Eneatipos

Introdução

Nos referimos muito até então aos tipos do Eneagrama como “Eneatipos”, ou mesmo apenas utilizando a letra E seguida do número do tipo. Contudo, o que exatamente é um Eneatipo?

Um Eneatipo se refere a um tipo de personalidade baseada em três aspectos centrais: neurose, fixação e mecanismo de defesa. Poderíamos dizer que um tipo do Eneagrama é, em suma, um tipo do ego, uma vez que Óscar Ichazo os definia assim em sua Protoanálise. No entanto, “ego” vai além do sentido coloquial, referindo-se a uma estrutura triádica deste. O que entendemos como ego coloquialmente se refere mais à parte caracterizada pela fixação: uma parte convicta, preconceituosa e intelectual do ego. Mas ele também se constitui de duas outras partes além do intelecto: a paixão (ou neurose), caracterizando a emoção e a vida social, e o mecanismo de defesa, representando o movimento e a vida concreta. Recomendo ao leitor ler “Estrutura dos Eneatipos”, prefácio do meu ensaio “O Prisma das Neuroses”, após o término desta página.

Podemos observar a aplicação das “leis” do Eneagrama na estrutura dos Eneatipos. A lei da unidade demonstra como nenhum tipo de personalidade possui mais ou menos problemas, vantagens ou defeitos em relações às outras. Ainda que um tipo de caráter possa vir a enfrentar mais tribulações na vida em sociedade atual, isso não significa que existe um tipo melhor ou pior de modo absoluto. Além disso, a lei do três indica a própria estrutura do ego: todo Eneatipo é formado pela estrutura de Paixão-Fixação-Defesa. Essa estrutura segue o mesmo fluxo da conexão psicodinâmica dos tipos centrais: a Formação Reativa (Defesa) leva um preconceito fixado de que, para melhor demarcar seu território no mundo concreto, deve ser mais perfeito (Fixação). Em decorrência do Perfeccionismo, existe uma emoção viciada, uma neurose, que se caracteriza pela oposição ao fluxo natural das coisas, uma atitude de “empurrar o rio” — a Ira (Paixão). Por sua vez, a Ira é sustentada pelo papel da Formação Reativa: justifica-se o comportamento raivoso com um viés de ação (F.R.), ação cujo objetivo é o perfeccionismo (Fix.), cujo objetivo, por sua vez, é justificar o sentimento interno de raiva e conquistar a serenidade. Conclui-se, então: o ego, segundo o Eneagrama, é dinâmico.

+++++

### O QUE FAZER
1. Enumere os três aspectos centrais em que se baseia um tipo de personalidade, segundo o texto sobre os Eneatipos.
2. Diga se cada afirmação concorda com o texto sobre os Eneatipos, respondendo sim ou não e citando as palavras decisivas do texto. (a) Óscar Ichazo definia os tipos do Eneagrama como tipos do ego em sua Protoanálise. (b) Pela lei da unidade, alguns tipos de personalidade têm mais defeitos que outros. (c) O texto conclui que o ego, segundo o Eneagrama, é estático.
3. Reproduza palavra por palavra a parte do texto sobre os Eneatipos que começa em "Um Eneatipo se" e segue até "término desta página.".
As linhas constituem um material separado do texto sobre os Eneatipos.

+++++

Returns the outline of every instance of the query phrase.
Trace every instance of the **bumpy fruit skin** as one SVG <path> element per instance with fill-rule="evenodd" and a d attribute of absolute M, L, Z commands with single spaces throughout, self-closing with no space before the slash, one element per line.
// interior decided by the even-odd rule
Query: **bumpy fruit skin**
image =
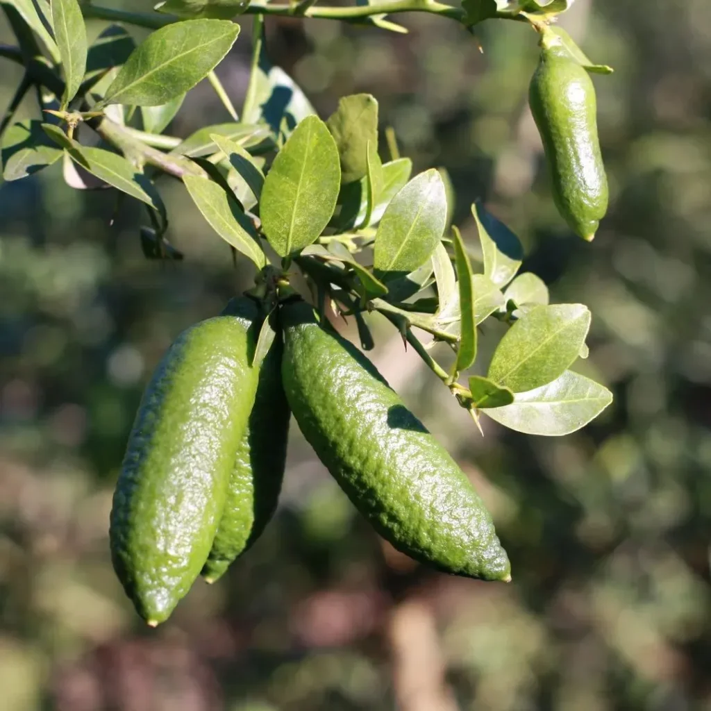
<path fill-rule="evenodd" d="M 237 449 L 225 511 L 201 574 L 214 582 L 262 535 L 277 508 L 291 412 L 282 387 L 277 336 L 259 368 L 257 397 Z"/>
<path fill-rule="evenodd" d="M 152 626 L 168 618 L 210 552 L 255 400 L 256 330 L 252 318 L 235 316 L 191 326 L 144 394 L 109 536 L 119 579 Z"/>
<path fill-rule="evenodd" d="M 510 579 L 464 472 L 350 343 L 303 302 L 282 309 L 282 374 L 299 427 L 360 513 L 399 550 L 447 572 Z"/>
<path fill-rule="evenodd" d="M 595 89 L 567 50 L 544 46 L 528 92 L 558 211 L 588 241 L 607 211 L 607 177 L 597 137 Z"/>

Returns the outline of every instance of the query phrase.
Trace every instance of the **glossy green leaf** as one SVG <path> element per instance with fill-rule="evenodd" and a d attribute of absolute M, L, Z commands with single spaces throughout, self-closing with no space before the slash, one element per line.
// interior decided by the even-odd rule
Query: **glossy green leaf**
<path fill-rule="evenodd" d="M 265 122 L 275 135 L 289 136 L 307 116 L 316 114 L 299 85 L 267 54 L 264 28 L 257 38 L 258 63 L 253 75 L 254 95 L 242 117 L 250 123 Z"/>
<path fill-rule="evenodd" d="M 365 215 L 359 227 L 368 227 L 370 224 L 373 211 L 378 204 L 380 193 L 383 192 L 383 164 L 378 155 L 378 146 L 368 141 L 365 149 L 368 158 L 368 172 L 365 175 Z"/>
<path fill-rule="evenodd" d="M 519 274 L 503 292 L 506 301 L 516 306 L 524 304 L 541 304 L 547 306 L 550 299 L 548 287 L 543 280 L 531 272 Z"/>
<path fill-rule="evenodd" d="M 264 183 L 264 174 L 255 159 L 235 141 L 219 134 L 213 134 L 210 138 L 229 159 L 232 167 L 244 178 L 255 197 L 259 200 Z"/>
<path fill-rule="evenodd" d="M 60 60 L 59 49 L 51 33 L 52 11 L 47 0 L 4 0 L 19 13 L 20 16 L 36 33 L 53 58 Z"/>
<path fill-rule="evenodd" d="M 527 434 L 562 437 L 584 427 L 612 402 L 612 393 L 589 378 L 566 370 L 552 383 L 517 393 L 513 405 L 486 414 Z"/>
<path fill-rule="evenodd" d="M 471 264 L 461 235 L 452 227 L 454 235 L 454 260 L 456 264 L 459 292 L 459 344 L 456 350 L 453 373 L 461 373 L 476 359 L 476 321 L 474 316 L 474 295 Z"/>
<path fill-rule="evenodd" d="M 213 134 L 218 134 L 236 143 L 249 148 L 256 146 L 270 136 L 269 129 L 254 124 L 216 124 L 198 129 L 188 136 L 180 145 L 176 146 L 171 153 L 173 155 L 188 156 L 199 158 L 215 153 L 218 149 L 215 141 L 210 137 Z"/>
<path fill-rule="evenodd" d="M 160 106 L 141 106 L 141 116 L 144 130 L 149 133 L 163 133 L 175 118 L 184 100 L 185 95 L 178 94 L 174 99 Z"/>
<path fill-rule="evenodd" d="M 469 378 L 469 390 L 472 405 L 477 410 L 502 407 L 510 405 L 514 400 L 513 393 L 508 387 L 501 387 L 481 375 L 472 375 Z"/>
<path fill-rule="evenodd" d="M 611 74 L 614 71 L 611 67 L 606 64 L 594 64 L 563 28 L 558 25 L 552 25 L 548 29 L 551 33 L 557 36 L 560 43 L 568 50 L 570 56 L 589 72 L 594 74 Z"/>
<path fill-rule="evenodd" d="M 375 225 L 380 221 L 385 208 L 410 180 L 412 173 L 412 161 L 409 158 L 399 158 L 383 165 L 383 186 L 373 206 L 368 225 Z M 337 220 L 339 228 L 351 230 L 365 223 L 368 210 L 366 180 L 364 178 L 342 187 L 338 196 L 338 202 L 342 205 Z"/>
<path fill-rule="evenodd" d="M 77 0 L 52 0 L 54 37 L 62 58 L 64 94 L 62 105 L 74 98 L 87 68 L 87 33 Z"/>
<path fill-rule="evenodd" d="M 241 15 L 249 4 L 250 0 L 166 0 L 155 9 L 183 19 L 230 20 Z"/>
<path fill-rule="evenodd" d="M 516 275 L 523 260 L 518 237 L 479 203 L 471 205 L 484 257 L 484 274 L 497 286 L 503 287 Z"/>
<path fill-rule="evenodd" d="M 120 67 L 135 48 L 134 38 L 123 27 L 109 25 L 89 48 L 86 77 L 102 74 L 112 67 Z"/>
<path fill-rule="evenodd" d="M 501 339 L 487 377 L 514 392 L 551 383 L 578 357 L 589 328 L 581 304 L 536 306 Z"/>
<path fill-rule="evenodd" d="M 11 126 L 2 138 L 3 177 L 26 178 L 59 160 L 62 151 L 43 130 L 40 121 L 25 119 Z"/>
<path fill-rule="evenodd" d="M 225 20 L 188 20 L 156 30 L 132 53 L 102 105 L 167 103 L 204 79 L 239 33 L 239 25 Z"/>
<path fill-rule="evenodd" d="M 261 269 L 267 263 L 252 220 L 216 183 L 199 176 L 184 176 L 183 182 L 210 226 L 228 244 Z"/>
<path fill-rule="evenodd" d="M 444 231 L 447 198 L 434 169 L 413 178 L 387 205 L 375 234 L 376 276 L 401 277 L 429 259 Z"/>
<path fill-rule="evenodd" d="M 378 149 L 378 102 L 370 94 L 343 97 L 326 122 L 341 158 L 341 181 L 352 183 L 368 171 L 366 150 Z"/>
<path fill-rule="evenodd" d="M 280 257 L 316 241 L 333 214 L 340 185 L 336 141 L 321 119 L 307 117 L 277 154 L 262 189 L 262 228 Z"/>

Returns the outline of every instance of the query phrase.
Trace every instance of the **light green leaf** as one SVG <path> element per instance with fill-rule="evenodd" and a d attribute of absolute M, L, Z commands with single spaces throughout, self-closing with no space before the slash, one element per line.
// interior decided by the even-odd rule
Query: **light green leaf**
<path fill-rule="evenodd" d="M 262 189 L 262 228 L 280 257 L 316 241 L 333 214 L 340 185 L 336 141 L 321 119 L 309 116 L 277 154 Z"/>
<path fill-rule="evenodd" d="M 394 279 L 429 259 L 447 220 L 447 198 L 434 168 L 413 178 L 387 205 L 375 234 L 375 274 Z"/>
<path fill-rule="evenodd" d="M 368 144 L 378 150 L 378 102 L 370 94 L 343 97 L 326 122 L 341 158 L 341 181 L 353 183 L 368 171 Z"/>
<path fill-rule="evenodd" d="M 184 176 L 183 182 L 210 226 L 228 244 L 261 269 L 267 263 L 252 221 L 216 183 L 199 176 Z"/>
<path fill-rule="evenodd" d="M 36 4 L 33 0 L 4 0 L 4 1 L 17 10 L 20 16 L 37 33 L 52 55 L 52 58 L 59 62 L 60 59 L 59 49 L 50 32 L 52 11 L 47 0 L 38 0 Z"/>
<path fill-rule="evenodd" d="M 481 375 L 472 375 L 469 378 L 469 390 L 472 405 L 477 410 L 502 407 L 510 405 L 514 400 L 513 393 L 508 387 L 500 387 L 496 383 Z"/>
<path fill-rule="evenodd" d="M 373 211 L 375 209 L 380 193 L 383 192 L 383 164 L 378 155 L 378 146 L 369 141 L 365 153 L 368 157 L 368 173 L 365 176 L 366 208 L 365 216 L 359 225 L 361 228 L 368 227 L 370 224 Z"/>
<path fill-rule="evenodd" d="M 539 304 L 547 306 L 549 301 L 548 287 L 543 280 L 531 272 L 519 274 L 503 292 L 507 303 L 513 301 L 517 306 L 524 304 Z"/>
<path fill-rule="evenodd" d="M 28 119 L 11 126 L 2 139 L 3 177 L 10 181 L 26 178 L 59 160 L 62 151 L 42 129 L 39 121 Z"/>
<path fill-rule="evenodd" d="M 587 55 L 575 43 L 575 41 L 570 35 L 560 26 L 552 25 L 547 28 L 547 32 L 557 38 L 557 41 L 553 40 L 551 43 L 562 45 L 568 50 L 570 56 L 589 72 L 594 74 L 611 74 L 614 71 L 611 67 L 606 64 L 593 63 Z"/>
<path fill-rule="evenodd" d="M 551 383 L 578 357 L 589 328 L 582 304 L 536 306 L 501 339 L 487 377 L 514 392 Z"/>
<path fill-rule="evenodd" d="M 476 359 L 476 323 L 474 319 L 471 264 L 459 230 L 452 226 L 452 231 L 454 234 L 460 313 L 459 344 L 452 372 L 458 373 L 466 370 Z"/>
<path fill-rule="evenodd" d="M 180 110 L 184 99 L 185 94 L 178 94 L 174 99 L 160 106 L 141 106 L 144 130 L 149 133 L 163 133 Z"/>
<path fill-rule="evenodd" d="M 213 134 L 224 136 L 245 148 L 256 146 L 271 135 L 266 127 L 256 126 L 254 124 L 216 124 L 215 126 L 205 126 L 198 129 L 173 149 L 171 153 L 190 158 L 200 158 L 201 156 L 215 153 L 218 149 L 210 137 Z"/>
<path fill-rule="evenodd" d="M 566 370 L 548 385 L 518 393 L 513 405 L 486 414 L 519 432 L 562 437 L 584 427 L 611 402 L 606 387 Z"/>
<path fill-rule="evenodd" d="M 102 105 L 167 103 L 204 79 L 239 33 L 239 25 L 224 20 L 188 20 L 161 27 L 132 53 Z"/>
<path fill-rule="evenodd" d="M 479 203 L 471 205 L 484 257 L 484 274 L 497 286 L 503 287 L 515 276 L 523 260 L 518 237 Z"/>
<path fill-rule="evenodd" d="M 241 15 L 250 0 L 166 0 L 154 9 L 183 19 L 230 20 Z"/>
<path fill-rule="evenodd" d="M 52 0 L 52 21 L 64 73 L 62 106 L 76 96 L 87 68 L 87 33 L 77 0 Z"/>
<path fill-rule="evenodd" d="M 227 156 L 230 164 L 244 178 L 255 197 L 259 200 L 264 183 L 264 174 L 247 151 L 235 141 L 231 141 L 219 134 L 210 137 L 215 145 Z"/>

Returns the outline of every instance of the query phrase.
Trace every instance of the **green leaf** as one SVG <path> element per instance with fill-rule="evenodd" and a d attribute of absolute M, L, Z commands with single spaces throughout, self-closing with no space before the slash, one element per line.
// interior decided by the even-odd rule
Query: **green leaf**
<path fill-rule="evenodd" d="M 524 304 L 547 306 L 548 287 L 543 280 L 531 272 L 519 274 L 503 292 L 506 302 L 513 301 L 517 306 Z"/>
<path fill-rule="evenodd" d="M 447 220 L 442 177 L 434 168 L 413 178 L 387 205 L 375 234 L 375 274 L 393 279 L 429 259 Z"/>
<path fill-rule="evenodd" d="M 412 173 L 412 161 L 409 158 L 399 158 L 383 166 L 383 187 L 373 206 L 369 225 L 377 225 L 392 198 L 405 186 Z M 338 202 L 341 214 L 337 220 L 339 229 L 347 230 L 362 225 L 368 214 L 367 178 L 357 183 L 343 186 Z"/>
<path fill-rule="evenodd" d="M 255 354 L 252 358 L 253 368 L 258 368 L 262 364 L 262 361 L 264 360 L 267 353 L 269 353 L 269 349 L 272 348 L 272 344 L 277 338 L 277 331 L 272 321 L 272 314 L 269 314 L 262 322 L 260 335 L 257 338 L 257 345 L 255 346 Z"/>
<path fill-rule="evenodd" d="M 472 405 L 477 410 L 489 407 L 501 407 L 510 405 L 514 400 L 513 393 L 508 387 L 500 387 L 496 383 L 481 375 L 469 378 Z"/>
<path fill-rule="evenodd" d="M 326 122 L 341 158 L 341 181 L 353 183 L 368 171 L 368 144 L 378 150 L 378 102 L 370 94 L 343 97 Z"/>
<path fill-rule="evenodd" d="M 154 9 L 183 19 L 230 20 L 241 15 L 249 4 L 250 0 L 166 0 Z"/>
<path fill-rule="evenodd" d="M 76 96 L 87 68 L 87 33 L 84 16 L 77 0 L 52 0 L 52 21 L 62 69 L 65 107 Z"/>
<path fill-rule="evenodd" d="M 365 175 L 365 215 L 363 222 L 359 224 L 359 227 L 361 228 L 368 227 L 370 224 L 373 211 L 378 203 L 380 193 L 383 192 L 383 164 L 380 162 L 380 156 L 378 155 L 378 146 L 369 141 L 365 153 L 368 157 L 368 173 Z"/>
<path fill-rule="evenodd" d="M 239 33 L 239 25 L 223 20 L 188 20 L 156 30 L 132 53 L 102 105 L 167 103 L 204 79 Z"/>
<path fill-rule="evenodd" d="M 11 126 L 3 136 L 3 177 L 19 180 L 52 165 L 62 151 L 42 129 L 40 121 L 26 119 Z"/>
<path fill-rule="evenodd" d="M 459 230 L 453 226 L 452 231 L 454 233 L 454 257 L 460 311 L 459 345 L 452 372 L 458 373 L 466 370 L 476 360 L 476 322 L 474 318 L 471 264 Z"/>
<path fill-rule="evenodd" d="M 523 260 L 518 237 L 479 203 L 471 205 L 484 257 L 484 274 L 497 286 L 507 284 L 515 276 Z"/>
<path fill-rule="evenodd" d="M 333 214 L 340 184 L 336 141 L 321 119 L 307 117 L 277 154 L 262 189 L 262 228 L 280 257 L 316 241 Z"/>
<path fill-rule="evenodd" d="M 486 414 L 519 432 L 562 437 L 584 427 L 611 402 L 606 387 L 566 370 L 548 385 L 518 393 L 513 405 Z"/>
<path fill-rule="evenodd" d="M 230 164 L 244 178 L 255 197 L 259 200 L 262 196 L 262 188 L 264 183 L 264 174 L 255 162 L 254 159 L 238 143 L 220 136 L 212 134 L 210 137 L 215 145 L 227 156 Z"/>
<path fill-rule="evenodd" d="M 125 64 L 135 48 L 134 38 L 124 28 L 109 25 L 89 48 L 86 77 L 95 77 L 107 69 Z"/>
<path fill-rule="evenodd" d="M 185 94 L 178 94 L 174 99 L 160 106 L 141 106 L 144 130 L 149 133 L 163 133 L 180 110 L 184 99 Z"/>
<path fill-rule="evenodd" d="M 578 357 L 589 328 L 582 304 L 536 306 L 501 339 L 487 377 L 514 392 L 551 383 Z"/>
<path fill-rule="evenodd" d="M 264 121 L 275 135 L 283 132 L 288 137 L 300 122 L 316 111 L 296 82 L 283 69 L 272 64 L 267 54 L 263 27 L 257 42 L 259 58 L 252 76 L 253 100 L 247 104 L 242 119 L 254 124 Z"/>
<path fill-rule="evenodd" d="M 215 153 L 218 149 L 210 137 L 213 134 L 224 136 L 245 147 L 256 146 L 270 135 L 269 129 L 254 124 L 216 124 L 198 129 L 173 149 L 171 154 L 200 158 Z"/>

+++++

### EM RESPOSTA
1. Neurose, fixação e mecanismo de defesa.

2.
(a) Sim: "uma vez que Óscar Ichazo os definia assim em sua Protoanálise".
(b) Não: "nenhum tipo de personalidade possui mais ou menos problemas, vantagens ou defeitos em relações às outras".
(c) Não: "o ego, segundo o Eneagrama, é dinâmico".

3.
Um Eneatipo se refere a um tipo de personalidade baseada em três aspectos centrais: neurose, fixação e mecanismo de defesa. Poderíamos dizer que um tipo do Eneagrama é, em suma, um tipo do ego, uma vez que Óscar Ichazo os definia assim em sua Protoanálise. No entanto, “ego” vai além do sentido coloquial, referindo-se a uma estrutura triádica deste. O que entendemos como ego coloquialmente se refere mais à parte caracterizada pela fixação: uma parte convicta, preconceituosa e intelectual do ego. Mas ele também se constitui de duas outras partes além do intelecto: a paixão (ou neurose), caracterizando a emoção e a vida social, e o mecanismo de defesa, representando o movimento e a vida concreta. Recomendo ao leitor ler “Estrutura dos Eneatipos”, prefácio do meu ensaio “O Prisma das Neuroses”, após o término desta página.